**Do this**: Begin at the line that has "Would you mind marking the tree in" and continue through the last of the lines below, writing each one out again, requests included, with 53 added to every coordinate in the answers. Leave the pictures out.

********

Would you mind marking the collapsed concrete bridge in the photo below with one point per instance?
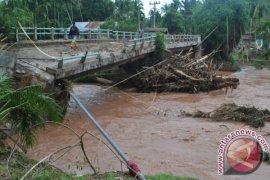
(56, 61)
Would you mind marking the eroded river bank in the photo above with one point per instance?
(151, 130)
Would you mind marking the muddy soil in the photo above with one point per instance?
(150, 129)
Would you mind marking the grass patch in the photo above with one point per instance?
(231, 112)
(20, 164)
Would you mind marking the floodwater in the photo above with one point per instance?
(151, 130)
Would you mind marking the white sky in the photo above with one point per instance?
(148, 7)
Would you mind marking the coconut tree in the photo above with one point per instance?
(26, 108)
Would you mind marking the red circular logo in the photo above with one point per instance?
(244, 155)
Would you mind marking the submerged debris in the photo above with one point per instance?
(184, 74)
(231, 112)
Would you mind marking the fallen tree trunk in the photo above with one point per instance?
(183, 74)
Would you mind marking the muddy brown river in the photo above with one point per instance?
(150, 129)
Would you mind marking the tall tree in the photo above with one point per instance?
(25, 108)
(212, 14)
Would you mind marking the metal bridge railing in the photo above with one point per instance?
(62, 33)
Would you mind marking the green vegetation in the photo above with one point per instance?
(20, 164)
(25, 108)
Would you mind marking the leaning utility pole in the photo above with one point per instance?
(154, 4)
(227, 41)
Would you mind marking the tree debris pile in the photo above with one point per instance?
(183, 74)
(231, 112)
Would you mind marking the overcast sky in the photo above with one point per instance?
(147, 7)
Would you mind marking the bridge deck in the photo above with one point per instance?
(68, 63)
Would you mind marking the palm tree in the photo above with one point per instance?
(26, 108)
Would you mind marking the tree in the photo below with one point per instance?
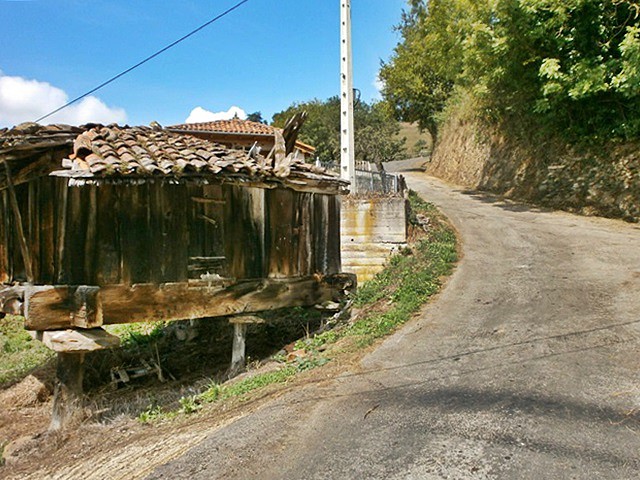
(376, 131)
(570, 66)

********

**Solution to this exercise**:
Would you mind marking the tree in the photo below with one point per instance?
(429, 184)
(623, 119)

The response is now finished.